## Task statement
An exact copy of each line below is needed, with no images in it.

Top of Data under study

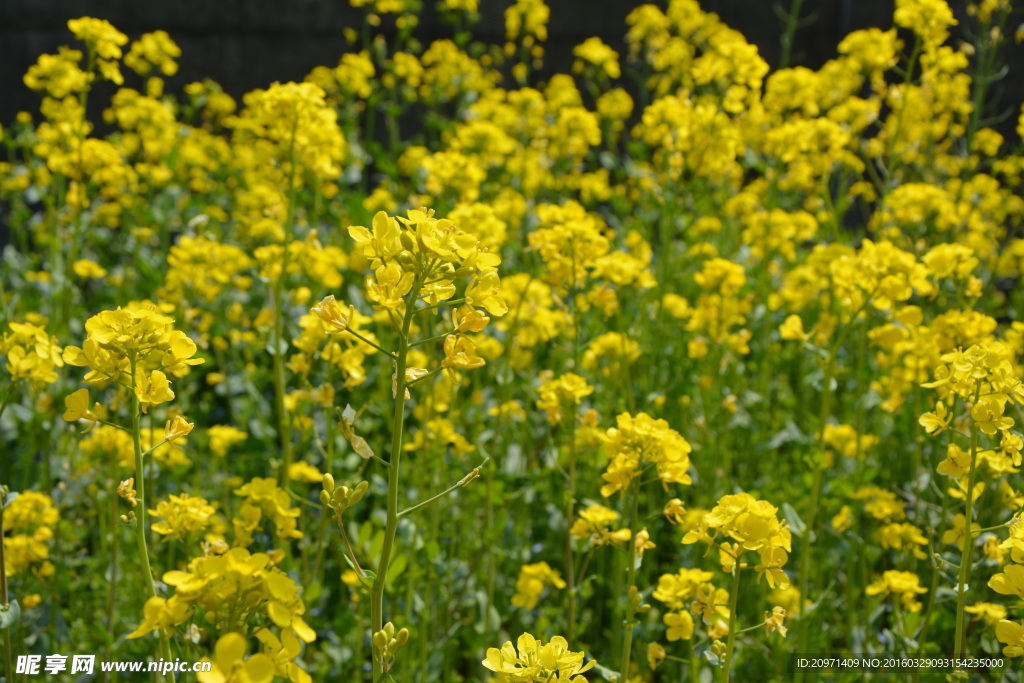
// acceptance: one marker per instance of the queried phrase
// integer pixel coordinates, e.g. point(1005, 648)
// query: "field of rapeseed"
point(428, 370)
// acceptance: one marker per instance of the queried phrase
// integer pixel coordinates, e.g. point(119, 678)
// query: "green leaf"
point(369, 579)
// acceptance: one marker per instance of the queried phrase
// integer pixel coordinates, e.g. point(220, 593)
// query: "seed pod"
point(341, 497)
point(357, 493)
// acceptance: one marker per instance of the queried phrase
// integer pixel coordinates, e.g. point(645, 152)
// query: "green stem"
point(284, 425)
point(397, 427)
point(792, 24)
point(367, 341)
point(965, 568)
point(569, 513)
point(731, 641)
point(459, 484)
point(143, 551)
point(631, 570)
point(4, 598)
point(7, 397)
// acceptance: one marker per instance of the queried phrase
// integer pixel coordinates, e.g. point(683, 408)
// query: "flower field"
point(433, 368)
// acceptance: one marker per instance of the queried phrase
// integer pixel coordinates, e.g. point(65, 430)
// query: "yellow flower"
point(793, 329)
point(153, 389)
point(460, 352)
point(903, 584)
point(594, 523)
point(78, 408)
point(303, 471)
point(956, 463)
point(987, 611)
point(483, 291)
point(655, 655)
point(711, 602)
point(181, 516)
point(177, 428)
point(223, 437)
point(332, 313)
point(1009, 582)
point(536, 663)
point(88, 269)
point(230, 666)
point(1012, 635)
point(773, 622)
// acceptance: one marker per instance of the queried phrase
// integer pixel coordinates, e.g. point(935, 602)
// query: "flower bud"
point(341, 497)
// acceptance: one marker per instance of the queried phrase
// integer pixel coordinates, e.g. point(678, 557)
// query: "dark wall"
point(245, 44)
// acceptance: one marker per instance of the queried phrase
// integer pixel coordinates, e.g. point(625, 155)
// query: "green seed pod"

Bottom of Data under study

## Final answer
// acceptance: one marker per instance of the queried phrase
// integer pixel coordinates, e.g. point(1005, 648)
// query: "field of rapeseed"
point(428, 370)
// acceptance: one marker per instance of the queried phrase
// integer pixel coordinates, e.g. point(119, 678)
// query: "green leaf"
point(369, 579)
// acceptance: one marker per instance of the queried phrase
// integer pixel coordinates, e.g. point(220, 593)
// query: "seed pod"
point(341, 497)
point(357, 493)
// acceptance: one marker per instance of the queried phrase
// integer pixel coordinates, e.g. point(645, 152)
// query: "green stem"
point(284, 425)
point(397, 427)
point(792, 24)
point(367, 341)
point(965, 568)
point(569, 513)
point(731, 641)
point(459, 484)
point(143, 551)
point(631, 570)
point(4, 598)
point(7, 397)
// acceptance: one marker per instance of the queried phrase
// integer pixel coordinates, e.g. point(683, 408)
// query: "flower field"
point(433, 368)
// acceptance: one marker per instance of the queried phrase
// integer pixel coordinates, e.g. point(65, 430)
// query: "yellow flower"
point(793, 329)
point(153, 389)
point(460, 352)
point(903, 584)
point(594, 523)
point(78, 408)
point(303, 471)
point(956, 463)
point(987, 611)
point(483, 291)
point(655, 655)
point(711, 602)
point(181, 516)
point(177, 428)
point(223, 437)
point(332, 313)
point(1009, 582)
point(536, 663)
point(88, 269)
point(230, 666)
point(1012, 635)
point(773, 622)
// acceptance: one marker per instance of the queried phrase
// integer pixel coordinates, e.g. point(935, 602)
// query: "flower bud"
point(341, 497)
// acceptance: one marker per instance of the queried phrase
// integer pixel coordinates, e.g. point(678, 557)
// query: "dark wall"
point(245, 44)
// acceptance: one marker per instance of the queried phrase
// integer pixel coordinates, e.g. point(625, 155)
// query: "green seed pod"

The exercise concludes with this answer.